Point-per-instance localization data

= = = =

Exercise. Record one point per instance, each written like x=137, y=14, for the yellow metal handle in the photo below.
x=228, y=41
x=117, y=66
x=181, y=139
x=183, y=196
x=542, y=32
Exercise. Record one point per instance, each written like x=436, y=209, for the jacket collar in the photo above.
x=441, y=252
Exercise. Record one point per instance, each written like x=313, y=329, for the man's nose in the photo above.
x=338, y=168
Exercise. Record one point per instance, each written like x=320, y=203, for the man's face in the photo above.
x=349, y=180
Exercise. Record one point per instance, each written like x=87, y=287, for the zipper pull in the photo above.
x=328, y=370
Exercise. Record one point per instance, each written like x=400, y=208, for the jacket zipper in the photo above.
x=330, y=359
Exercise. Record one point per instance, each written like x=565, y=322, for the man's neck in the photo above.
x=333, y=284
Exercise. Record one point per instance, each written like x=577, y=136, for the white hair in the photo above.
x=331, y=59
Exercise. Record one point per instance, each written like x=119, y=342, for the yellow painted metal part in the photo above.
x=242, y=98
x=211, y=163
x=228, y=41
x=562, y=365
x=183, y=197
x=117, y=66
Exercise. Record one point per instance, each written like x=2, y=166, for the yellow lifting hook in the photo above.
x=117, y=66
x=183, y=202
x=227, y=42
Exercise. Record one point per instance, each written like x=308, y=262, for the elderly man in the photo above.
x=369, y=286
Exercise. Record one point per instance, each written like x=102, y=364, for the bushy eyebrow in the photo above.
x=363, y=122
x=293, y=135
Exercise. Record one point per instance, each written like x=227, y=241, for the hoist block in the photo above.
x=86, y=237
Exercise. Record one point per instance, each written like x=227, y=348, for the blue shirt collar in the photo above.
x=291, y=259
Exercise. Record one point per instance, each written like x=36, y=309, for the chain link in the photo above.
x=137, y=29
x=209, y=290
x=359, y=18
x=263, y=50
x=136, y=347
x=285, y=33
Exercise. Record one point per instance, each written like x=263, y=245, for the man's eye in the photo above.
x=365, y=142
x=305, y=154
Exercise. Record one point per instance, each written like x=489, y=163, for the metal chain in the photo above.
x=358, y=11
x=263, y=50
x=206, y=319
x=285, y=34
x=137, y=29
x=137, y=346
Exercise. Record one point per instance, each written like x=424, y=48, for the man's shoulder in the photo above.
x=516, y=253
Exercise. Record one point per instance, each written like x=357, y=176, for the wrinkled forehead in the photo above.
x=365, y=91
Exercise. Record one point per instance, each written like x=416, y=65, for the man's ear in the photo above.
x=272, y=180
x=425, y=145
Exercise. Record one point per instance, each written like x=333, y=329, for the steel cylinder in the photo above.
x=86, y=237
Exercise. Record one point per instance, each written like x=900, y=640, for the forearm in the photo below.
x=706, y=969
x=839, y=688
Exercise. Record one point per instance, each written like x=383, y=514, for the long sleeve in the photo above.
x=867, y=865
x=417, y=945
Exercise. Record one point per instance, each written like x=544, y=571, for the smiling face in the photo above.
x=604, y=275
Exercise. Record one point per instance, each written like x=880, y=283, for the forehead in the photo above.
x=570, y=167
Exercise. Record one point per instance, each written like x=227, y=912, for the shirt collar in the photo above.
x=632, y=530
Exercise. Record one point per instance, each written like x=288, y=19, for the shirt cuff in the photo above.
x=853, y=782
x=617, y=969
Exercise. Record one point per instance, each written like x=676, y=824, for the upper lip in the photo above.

= = = =

▶ **EXERCISE DIRECTIONS**
Give every entry once more, exactly as it reads.

▶ **TASK ANSWER**
Exercise. Record one point per instance, each written like x=137, y=14, for the yellow metal handle in the photo below.
x=228, y=41
x=117, y=66
x=181, y=139
x=183, y=196
x=542, y=32
Exercise. Record one point per instance, each written like x=436, y=209, for the jacket collar in the photo above.
x=441, y=252
Exercise. Record one point per instance, each written like x=313, y=329, for the man's nose in the photo above.
x=338, y=168
Exercise. Record one point per instance, each written like x=320, y=203, for the man's face in the photo above.
x=349, y=180
Exercise. Record one point per instance, each written like x=87, y=287, for the zipper pull in the photo above.
x=328, y=370
Exercise. Record one point per instance, each written like x=400, y=208, for the jacket zipper in the photo above.
x=330, y=359
Exercise. Record one point per instance, each written like x=565, y=322, for the man's neck in the photo above.
x=333, y=284
Exercise. Record one point per instance, each written like x=577, y=136, for the white hair in the photo above.
x=331, y=59
Exercise. Record one point per instance, each written like x=119, y=342, for the yellow painted metal part in the photo above.
x=242, y=98
x=211, y=163
x=228, y=41
x=562, y=365
x=183, y=197
x=117, y=66
Exercise. Record one point per instance, each written like x=2, y=166, for the yellow lifting hook in the photo above.
x=117, y=66
x=183, y=202
x=227, y=42
Exercise. Record one point per instance, each written like x=308, y=262, for the elderly man in the photo above.
x=369, y=286
Exercise. Record one point per instance, each written like x=102, y=364, for the bushy eyebrow in the photo above.
x=363, y=122
x=293, y=135
Exercise. Record one point per instance, each written like x=227, y=241, for the hoist block in the photo above.
x=86, y=237
Exercise. Record one point per instance, each written like x=227, y=348, for the blue shirt collar in the photo above.
x=291, y=259
Exercise. Record one point per instance, each written like x=36, y=309, for the chain link in the photo above.
x=137, y=29
x=209, y=290
x=359, y=18
x=263, y=50
x=136, y=347
x=285, y=33
Exercise. Record one point per instance, each written like x=263, y=245, for the man's eye in the photo above.
x=365, y=142
x=305, y=154
Exercise. Record one point per instance, each written like x=489, y=163, for the metal chain in the photo above.
x=358, y=11
x=263, y=50
x=206, y=319
x=285, y=34
x=137, y=29
x=137, y=346
Exercise. Record one point per instance, each written like x=424, y=48, for the man's shoulder in the photo above.
x=516, y=253
Exercise. Record one point per instance, each written like x=357, y=176, for the wrinkled forehead in the photo above.
x=365, y=91
Exercise. Record one point per instance, each written like x=416, y=65, for the man's ear in the photo above.
x=272, y=180
x=425, y=145
Exercise. Record one point per instance, each written like x=333, y=329, for the steel cylinder in the photo above.
x=86, y=237
Exercise. Record one point per instance, each written like x=900, y=640, for the forearm in the photo below.
x=706, y=969
x=839, y=688
Exercise. Record one point per instance, each written like x=383, y=514, for the long sleeve in the photo above.
x=867, y=865
x=417, y=945
Exercise. Record one point per instance, each written like x=544, y=571, for the smiling face in the photo above.
x=604, y=275
Exercise. Record one point per instance, each written like x=880, y=283, for the forehead in the photo above.
x=570, y=167
Exercise. Record one point per instance, each written like x=227, y=912, for the shirt collar in the photo above.
x=632, y=530
Exercise. Record one point per instance, each written like x=288, y=19, for the shirt cuff in the photo above.
x=853, y=782
x=617, y=969
Exercise. Record one point per instance, each written like x=676, y=824, for the upper lip in the photo above.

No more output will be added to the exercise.